## What is expected
Retype the records exactly.

*** Opening of Data for the task ***

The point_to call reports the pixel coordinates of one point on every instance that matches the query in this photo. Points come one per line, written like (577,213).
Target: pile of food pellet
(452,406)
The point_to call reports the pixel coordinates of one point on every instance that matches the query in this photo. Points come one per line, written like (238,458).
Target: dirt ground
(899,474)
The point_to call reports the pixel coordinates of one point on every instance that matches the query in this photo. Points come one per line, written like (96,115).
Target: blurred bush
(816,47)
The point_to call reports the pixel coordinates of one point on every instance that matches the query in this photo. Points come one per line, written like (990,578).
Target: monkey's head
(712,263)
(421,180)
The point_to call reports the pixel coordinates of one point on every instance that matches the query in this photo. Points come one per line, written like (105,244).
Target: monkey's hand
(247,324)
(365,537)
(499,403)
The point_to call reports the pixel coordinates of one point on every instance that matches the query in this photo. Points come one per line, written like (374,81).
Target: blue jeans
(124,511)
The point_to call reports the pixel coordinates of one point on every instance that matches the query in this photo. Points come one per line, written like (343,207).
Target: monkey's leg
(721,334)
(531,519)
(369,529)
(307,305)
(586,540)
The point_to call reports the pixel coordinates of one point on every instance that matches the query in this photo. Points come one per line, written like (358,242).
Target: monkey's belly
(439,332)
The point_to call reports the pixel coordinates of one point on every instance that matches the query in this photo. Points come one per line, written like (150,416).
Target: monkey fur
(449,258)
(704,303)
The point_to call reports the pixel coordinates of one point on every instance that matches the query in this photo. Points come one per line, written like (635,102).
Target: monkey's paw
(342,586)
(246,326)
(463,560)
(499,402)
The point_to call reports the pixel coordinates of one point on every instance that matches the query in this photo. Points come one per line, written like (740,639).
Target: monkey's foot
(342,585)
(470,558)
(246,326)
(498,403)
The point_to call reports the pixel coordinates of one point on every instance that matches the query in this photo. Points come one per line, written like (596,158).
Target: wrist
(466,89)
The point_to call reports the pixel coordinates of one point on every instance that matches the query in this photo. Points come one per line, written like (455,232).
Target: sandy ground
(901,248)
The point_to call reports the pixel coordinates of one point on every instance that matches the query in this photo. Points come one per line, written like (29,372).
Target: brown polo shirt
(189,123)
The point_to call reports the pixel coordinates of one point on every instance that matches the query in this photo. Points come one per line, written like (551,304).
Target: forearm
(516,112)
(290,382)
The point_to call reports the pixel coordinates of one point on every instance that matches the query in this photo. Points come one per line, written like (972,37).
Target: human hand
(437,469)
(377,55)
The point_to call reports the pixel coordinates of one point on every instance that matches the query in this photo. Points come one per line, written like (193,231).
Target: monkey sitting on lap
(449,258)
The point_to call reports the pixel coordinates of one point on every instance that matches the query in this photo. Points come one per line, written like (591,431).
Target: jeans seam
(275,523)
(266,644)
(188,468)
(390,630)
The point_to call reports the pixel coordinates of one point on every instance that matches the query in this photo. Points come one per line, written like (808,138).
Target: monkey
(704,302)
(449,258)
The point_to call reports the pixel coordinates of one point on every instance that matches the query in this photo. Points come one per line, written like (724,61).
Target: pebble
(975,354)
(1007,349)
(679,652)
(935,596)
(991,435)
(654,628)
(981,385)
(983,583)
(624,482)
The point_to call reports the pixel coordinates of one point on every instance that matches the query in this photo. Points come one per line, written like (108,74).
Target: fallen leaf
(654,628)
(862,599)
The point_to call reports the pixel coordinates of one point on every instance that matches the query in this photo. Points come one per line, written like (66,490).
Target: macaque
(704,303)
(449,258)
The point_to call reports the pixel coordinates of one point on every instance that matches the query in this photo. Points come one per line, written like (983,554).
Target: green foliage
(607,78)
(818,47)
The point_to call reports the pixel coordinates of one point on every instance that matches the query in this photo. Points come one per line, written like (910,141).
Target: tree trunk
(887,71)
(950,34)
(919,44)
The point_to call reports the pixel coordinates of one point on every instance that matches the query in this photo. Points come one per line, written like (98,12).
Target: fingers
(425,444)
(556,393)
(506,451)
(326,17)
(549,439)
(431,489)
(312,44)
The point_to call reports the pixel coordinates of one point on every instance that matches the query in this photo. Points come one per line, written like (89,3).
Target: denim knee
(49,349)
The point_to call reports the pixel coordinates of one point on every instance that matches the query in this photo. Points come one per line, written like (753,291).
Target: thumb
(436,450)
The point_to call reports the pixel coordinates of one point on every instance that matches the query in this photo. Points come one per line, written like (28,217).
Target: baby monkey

*** Close of Data for the task ***

## Response
The point_to call reports the pixel coordinates of one point on every instance that matches the query in this photo. Points come one per line, written like (577,213).
Target: pile of food pellet
(452,406)
The point_to call reports the pixel coordinates of one point on every instance that matches the query in this photo. Points come one per line, written like (238,458).
Target: dirt ground
(899,474)
The point_to call reports the pixel coordinates of one point on every instance that matches the query in this photo. Points come one per line, written like (96,115).
Target: blurred bush
(816,47)
The point_to call reports the pixel coordinates of one point on every instance that matches the query in this photo. Points come one per line, written like (990,578).
Target: monkey's head
(712,263)
(421,180)
The point_to call reports the pixel coordinates of one point on every instance that matches the query in this photo. Points come one per line, written like (105,244).
Target: monkey's hand
(247,324)
(365,537)
(499,403)
The point_to call reports the pixel coordinates of one point on every instance that matches the query in this photo. Points come one per line, written like (374,81).
Target: blue jeans
(124,511)
The point_to call reports the pixel coordinates of one point on every instance that matches the query in this photo. Points come one per line, written like (343,207).
Target: monkey's leg
(721,334)
(531,519)
(369,529)
(307,305)
(586,540)
The point_to call reports the pixel coordinates of one point on every instance that matches the query in this photo. Points come one per line, written like (358,242).
Target: monkey's belly
(439,332)
The point_to call reports the pixel coordinates of one point on every instance that matches the query in this photo. Points come one per line, written like (150,416).
Target: monkey fur
(449,258)
(704,303)
The point_to call reports the pixel coordinates of one point on every instance that matches the query in this photo. Points come one per line, written like (635,102).
Target: monkey's paw
(342,586)
(246,326)
(463,560)
(499,402)
The point_to call reports the pixel coordinates of one point on every instance that matches the query in this photo. Points come one per line, written like (740,639).
Target: monkey's foot
(342,585)
(470,558)
(246,326)
(498,403)
The point_to call reports the pixel coordinates of one point on every instance that matches the query in this photo. Points come one per line, written like (596,158).
Target: wrist
(466,89)
The point_to call reports the pixel coordinates of one point on every instance that matches the query in this photo. Points come one per line, written like (455,232).
Target: sandy ground
(901,248)
The point_to call reports the pixel coordinates of one point on every instance that matches the query in this photo. Points come one per line, written like (29,372).
Target: brown polo shirt
(189,123)
The point_to call reports the pixel coordinates of one point on every instance that matches the query in this photo. Points come one per line, written like (551,304).
Target: forearm
(516,112)
(290,382)
The point_to call reports the pixel coordinates of one point on every instance that matches the query in this photo. Points come one per line, written like (972,37).
Target: human hand
(437,469)
(377,55)
The point_to call reports the pixel coordinates of one point on every instance that matches the query in this photo. Points come one per line, written like (193,231).
Target: monkey sitting on lap
(449,258)
The point_to call reports the pixel coordinates of one point on every instance that matches the query in this photo. Points come one per line, written like (591,431).
Target: jeans seam
(275,523)
(266,644)
(188,468)
(390,630)
The point_to call reports the pixel coordinates of one point on every instance that matches the query in this photo. Points come one per line, written like (808,138).
Target: monkey
(704,302)
(449,258)
The point_to call reports the pixel coordinates of one point on every instance that matches the query in this photo. Points come one per line, written like (724,61).
Target: pebble
(975,354)
(1007,349)
(679,652)
(935,596)
(991,435)
(654,628)
(981,385)
(983,583)
(624,482)
The point_to call reports the pixel coordinates of one point on every instance that matches the query in this photo. Points come one per line, written like (108,74).
Target: fallen leaf
(654,628)
(862,599)
The point_to call reports the pixel coordinates of one point on every instance that matches the query in this photo. Points come one per line, written like (66,490).
Target: macaque
(704,303)
(449,258)
The point_to call reports the pixel coordinates of one point on every instance that matches the query in this photo. Points come one per line, written like (983,554).
Target: green foliage
(607,78)
(818,47)
The point_to call reports the pixel coordinates of one point on every instance that matches the query in this photo. Points come one per line, written like (910,141).
Target: tree trunk
(887,71)
(950,34)
(919,44)
The point_to call reports the pixel coordinates of one point on every instance that matches the query in this photo. Points come one per line, written like (98,12).
Target: fingers
(425,444)
(556,393)
(506,451)
(326,17)
(549,439)
(431,489)
(312,44)
The point_to call reports the pixel coordinates of one point on every instance that matches the query in this photo. Points come one per line, written like (89,3).
Target: denim knee
(49,349)
The point_to call reports the pixel coordinates of one point on every instance that matches the query in this photo. Points come one per line, written like (753,291).
Target: thumb
(436,450)
The point_to call reports the pixel coordinates of one point on every instance that matches the query in this photo. Points come one per line, written like (28,217).
Target: baby monkey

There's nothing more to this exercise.